Start of Selected extract
3 Chapbook Reviews: Beauties of the Web

While publishing online can mean that a text is more easily widely circulated, the dedication that goes into presenting a chapbook online often goes unsung. For July, I read three e-chapbooks, and each of them had stunningly beautiful covers and design that enhanced the reading experience. Despite “only” being e-chaps, they were all thoughtfully put together, most likely with at least the same amount if not more care than something in print. Perhaps lacking the anxiety of having to deal with the print process, time was otherwise spent on making sure these works were presented to the best of each press’s ability.

 

To You by Catch Business (Ghost City Press, June 2016)  Book cover of To You by Catch Business

The opening poem in To You, a micro-chapbook for the Summer 2016 series Ghost City Press is publishing this summer, “considering becoming a vampire,” lacks periods and commas yet its language and pace dictate its clarity, allowing for readers to go back through it again and take a marginally different route, ending up close to where they got off the first time. It’s like getting off at the same subway station where you always get off but going out a different exit—you know you’re in the right place, the same place, but you’ve got a new view of things from here.

Business’s poetry is obsessively of the digital age, taking its audience’s understanding of texting and social media for granted. This complicates the speaker’s habits of communication and, therefore, expressions of emotion. At the same time, though, the speaker is aware of the importance of an intimate connection with nature via the planets, plants, and animals around her.

The poetry’s occasional brutal honesty sometimes blunts but doesn’t impinge on its lyricism—as soon as a reader might notice how much is being worn on the speaker’s sleeve, Business turns to a metaphor or image that heightens, extends or exalts the more straight-forward outpourings: “i’m the morning / i’m alone // cars blend / into each other // like a diamond necklace” (“everyone says you”, lines 23-27). Business also is not afraid to muse aloud in her poetry about process, audience, and poetry itself in an admirably authentic and seemingly un-self-conscious way, connecting the poems to the title of the collection. The shifting relationship between the speaker and the “you” as well as the aforementioned lack of punctuation all serve to pace and complicate the way that the ideas and images build on each other in this short but satisfying online micro-chapbook.

 

Lillian, Fred by Alison Strub (BOAAT Press, May 2016) Lillian, Fred

When I first started reading this beautifully designed chapbook of two-voiced poems organized on the page into justified rectangles, the precise relationship between the two title characters was of immediate interest. Fred, the lefthand voice, asks Lillian, the righthand voice, mostly unanswerable questions; comments on Lillian’s virtues, diet, and fashion; and, sometimes, gives her instructions. Lillian explains Fred’s latest auto-didacticisms and interpretations of her dreams. He is constantly “reading up” on something that the two of them are “going to work on,” and this repeated notion helps to form a longer refrain beginning in the second poem and lasting through the last poem.
End of Selected extract
Start of Data extract
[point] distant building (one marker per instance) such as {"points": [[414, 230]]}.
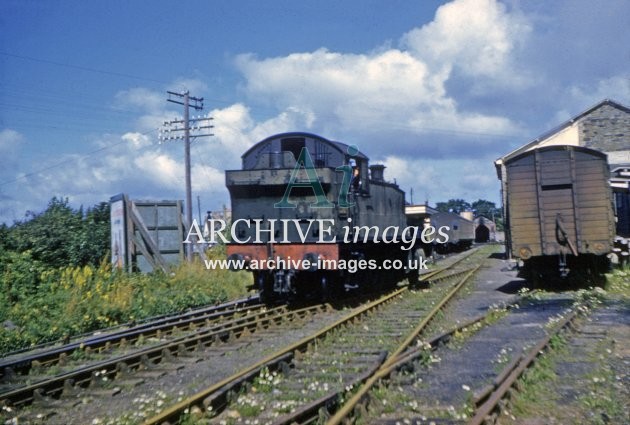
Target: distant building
{"points": [[604, 127], [485, 230]]}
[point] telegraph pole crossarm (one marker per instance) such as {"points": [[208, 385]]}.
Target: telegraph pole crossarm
{"points": [[184, 125]]}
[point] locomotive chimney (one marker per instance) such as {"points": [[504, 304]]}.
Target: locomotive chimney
{"points": [[376, 172]]}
End of Data extract
Please carry on the chapbook reviews from their final sentence.

▶ Result
Strub’s language is often elegant in a way that makes Lillian and Fred seem as though from a time before ours, yet the chapbook is clearly of a modern age with its occasional slang and vulgarities as well as consistent references to newer technologies, like social media, modern preventative contraception, and screens: “The rest / of the room is dark. Glow screen, / glow. Glow the endless internet” (poem 13).

Each numbered poem can stand on its own, as evidenced by publication of a few in noteworthy literary journals, but together they build a larger narrative. Lillian says, in the opening stanza, “Fred wants to sleep with me, but he really shouldn’t,” (1) and later an engagement ring appears in one of her dreams, as do love letters from her many suitors. Fred is majorly concerned with Lillian understanding how special she is but also mentions her inability to clean the house properly multiple times:

…You are always

bewitching, although you spend

most days cyberloafing. Your chalice

collection is pedantic, but you’re

good for many things. You need just

need to Swiffer more. Keep working

on that. (6)

Fred refers to himself and Lillian as “intimate friends” at one point, not necessarily the way one might refer to a fiancée or girlfriend. The fluctuating story of their relationship drives this lovely chapbook forward, leaving a finished reader wanting more. Any relationship is work, and this chapbook teaches that knowing you always have “so many things to work on,” (25) helps to sustain one.

 

In Resonance

In Resonance: Translations of Light in Language by Danielle Vogel (Essay Press, January 2016)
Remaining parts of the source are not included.